▶ [Excerpted data]:

........

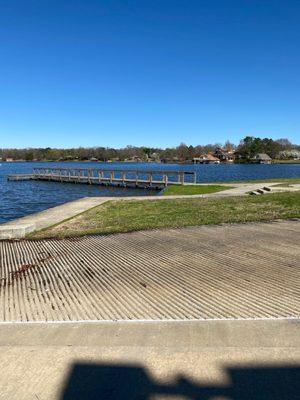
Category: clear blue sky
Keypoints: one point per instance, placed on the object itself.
(155, 72)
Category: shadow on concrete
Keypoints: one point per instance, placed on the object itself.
(132, 382)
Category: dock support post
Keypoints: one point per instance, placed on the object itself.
(166, 180)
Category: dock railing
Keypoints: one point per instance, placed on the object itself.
(120, 177)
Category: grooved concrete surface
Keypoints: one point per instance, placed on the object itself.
(214, 272)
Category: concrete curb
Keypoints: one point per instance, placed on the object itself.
(16, 231)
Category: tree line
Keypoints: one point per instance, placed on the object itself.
(247, 148)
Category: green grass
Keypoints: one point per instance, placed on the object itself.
(185, 190)
(134, 215)
(284, 180)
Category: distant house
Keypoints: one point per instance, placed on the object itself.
(292, 154)
(206, 159)
(261, 158)
(224, 155)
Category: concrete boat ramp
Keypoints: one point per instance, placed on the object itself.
(198, 313)
(245, 271)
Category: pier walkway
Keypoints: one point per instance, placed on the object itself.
(155, 179)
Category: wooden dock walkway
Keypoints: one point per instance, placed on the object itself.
(110, 177)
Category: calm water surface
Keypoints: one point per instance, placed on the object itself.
(22, 198)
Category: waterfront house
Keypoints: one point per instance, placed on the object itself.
(224, 155)
(261, 158)
(292, 154)
(206, 159)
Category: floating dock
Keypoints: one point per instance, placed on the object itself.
(110, 177)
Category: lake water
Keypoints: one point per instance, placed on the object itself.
(26, 197)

........

▶ [Action item]: Apart from the pictures, the whole listing should be reproduced exactly.

▶ [Response]:
Category: clear blue sky
Keypoints: one point per instance, placed on the object itself.
(155, 72)
Category: shadow on concrete
Keypoints: one point per instance, placed on the object itself.
(132, 382)
Category: dock support post
Keypoints: one point per instance, placed on the object itself.
(166, 180)
Category: dock railing
Keypoints: one point per instance, placed on the object itself.
(120, 177)
Category: grooved concrete surface
Keypoints: one point per instance, placed on the object itself.
(214, 272)
Category: concrete curb
Keypoints: one point per instance, placed on the object itself.
(16, 231)
Category: tree line
Keypoints: one point per instance, placed on the object itself.
(247, 148)
Category: green grass
Keypoints: one point per instance, placed on the object itself.
(185, 190)
(134, 215)
(284, 180)
Category: distant house
Keypoints: one point per instance, placed on the object itself.
(292, 154)
(206, 159)
(261, 158)
(224, 155)
Category: concrete boat ramp
Keypoints: one point per instance, placed on the object itself.
(198, 313)
(245, 271)
Category: pier walkway
Keypoints: one point per instance, placed on the object itself.
(155, 179)
Category: wooden dock walkway
Keypoints: one point per instance, placed on the object itself.
(110, 177)
Category: calm water surface
Keypoints: one point per instance, placed on the object itself.
(22, 198)
Category: waterfront house
Keypoints: one point per instance, placed on the object itself.
(224, 155)
(261, 158)
(292, 154)
(206, 159)
Category: floating dock
Keypoints: one point per instance, placed on the object itself.
(110, 177)
Category: lake water
Keypoints: one point per instance, placed on the object itself.
(26, 197)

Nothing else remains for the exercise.